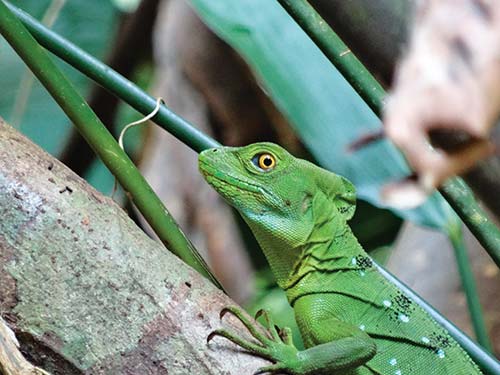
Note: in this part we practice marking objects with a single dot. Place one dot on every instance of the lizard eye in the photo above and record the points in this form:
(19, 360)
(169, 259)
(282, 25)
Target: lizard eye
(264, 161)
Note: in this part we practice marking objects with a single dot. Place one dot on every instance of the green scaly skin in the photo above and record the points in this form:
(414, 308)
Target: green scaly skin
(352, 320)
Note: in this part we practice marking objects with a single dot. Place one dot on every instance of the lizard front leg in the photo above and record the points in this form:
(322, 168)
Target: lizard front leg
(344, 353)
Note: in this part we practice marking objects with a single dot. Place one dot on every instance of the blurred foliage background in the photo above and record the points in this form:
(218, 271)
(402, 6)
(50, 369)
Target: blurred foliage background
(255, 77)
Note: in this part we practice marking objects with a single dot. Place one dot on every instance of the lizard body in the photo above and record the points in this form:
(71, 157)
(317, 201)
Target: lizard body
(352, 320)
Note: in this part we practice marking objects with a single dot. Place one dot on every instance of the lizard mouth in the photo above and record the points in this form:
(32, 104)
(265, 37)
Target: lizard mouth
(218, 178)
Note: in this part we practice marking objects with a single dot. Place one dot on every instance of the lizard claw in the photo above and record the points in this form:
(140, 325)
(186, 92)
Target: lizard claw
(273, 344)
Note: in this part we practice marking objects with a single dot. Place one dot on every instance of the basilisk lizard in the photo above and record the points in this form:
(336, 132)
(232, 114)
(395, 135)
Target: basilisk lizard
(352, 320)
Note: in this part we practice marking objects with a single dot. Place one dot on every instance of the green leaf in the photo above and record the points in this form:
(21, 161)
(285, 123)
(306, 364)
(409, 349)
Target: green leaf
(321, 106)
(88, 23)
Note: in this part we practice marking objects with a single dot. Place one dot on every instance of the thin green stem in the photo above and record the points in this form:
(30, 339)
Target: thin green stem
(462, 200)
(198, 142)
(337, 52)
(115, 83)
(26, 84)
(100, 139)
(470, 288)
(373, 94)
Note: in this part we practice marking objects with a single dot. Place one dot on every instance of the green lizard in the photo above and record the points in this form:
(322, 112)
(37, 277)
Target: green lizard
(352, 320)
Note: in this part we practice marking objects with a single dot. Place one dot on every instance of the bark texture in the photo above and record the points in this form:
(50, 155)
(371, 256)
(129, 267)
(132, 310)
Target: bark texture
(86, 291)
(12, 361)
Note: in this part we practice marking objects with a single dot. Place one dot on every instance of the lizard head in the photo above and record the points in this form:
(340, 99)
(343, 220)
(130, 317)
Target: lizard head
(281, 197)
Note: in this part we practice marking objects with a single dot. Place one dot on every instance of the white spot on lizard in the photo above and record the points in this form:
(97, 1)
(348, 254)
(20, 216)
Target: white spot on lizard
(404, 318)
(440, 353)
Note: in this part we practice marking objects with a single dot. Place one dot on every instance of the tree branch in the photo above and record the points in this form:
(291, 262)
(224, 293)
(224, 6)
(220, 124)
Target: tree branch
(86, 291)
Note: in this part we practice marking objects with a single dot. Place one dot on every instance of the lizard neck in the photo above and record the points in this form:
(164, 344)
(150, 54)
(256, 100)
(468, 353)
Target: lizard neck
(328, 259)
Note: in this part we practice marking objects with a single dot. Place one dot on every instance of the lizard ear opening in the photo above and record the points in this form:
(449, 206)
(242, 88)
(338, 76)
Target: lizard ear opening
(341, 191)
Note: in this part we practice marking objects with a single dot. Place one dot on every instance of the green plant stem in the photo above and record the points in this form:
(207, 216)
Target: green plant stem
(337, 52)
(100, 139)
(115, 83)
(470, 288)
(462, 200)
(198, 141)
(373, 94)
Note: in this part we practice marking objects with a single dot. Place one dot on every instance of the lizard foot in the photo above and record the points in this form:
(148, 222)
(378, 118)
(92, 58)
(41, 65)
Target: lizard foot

- **EXERCISE**:
Swap every "Target" in the rows above for "Object", keep everything else the same, and leave the pictures out.

- **RESULT**:
Note: in this part we practice marking objects with a single dot. Place one dot on every instance of the lizard eye in the photo above and record the points in this form:
(19, 360)
(169, 259)
(282, 25)
Object: lizard eye
(264, 161)
Note: in this part we practice marking objects with a single dot. Place one dot on every instance of the green scaly skin in the photo above and record the points in this form:
(414, 308)
Object: green scaly skin
(352, 320)
Note: in this part we practice marking objects with a single dot. Place one dot on every instance of the lizard front leg in the photo above and record the points in this form:
(322, 168)
Object: lizard front leg
(344, 353)
Note: in this part we practice marking objects with a single dot. Place one dot on every instance of the blurred foliage background in the photo above and record the points in this form:
(218, 271)
(402, 6)
(50, 369)
Object: blurred foliage background
(255, 77)
Note: in this part we practice marking objects with a single dot. Place one dot on every instance of the lizard body in the photo above and record the points in this form:
(71, 157)
(317, 201)
Object: lizard body
(352, 320)
Note: in this part we practice marking objects with a single dot. Place one dot on every instance of the lizard mouth in the photo above and record the points in this form:
(32, 104)
(265, 37)
Object: lizard mouth
(218, 178)
Note: in this part we practice marking objects with a single dot. Place one dot on every instance of the lizard claw in the photo above and record the points in this form:
(140, 325)
(186, 92)
Object: lizard claw
(273, 344)
Note: in this part we practice marking objects with a single dot. Place one dot on every instance of the basilisk lizard in the photo above and record the points in this form:
(336, 132)
(232, 114)
(395, 135)
Object: basilisk lizard
(352, 320)
Note: in this part we practice marking objects with a single dot. Place one dot on every instance of the green leaf in the photo above and record the points in this form:
(21, 161)
(285, 123)
(306, 364)
(409, 349)
Object: green leaf
(321, 106)
(88, 23)
Note: in this part we practice marking objects with a single dot. Place one dot on every instance of the thin green stem in the photo above and record the points in this form:
(30, 339)
Object: thin green stem
(462, 200)
(198, 142)
(337, 52)
(115, 83)
(26, 84)
(100, 139)
(470, 288)
(373, 94)
Note: in this part we practice marking objects with a single dot. Place one dot on every instance of the green lizard in the photo above and record the points in this form:
(322, 112)
(37, 277)
Object: green lizard
(352, 320)
Note: in this part we practice marking objects with a single dot. Place one dot on every instance of the bark texture in the photo above and record the points in this form:
(50, 155)
(371, 256)
(129, 267)
(132, 310)
Object: bark texture
(86, 291)
(12, 361)
Note: in this part we practice marking objects with a single dot. Place one dot on every instance of the lizard head in the photo above and record the points in this form:
(340, 99)
(343, 220)
(130, 317)
Object: lizard head
(281, 197)
Note: in this part we practice marking objects with a single dot. Place one dot on every instance of the white spot on lizard in the photo above and record the points in this form:
(97, 1)
(348, 254)
(20, 216)
Object: white spot on lizard
(404, 318)
(440, 353)
Note: in this part we practice marking objects with a single dot. Place one dot on every instance of the tree branch in the photo above and record the points in this form:
(291, 262)
(224, 293)
(224, 6)
(220, 124)
Object: tree branch
(86, 291)
Note: in this part we practice marking objects with a single dot. Place one dot on every instance of the lizard neck in the photo above and record the points in this form:
(164, 344)
(150, 54)
(256, 100)
(468, 353)
Object: lizard neck
(328, 259)
Note: in this part we practice marking objects with a single dot. Place one dot on every instance of the lizard ear opening in the photo above and record the points in this form:
(449, 206)
(242, 88)
(338, 76)
Object: lizard ear opening
(341, 191)
Note: in this part we practice marking objects with a single dot. Place one dot on every instance of the green plant stem in the photo above and record the points in this form:
(207, 216)
Object: green plant stem
(337, 52)
(100, 139)
(115, 83)
(470, 288)
(462, 200)
(198, 141)
(373, 94)
Note: in this part we practice marking objects with a single dot. Place one dot on every instance of the lizard foot in the photo above and record the points in this form:
(148, 222)
(378, 118)
(92, 58)
(41, 65)
Object: lizard foot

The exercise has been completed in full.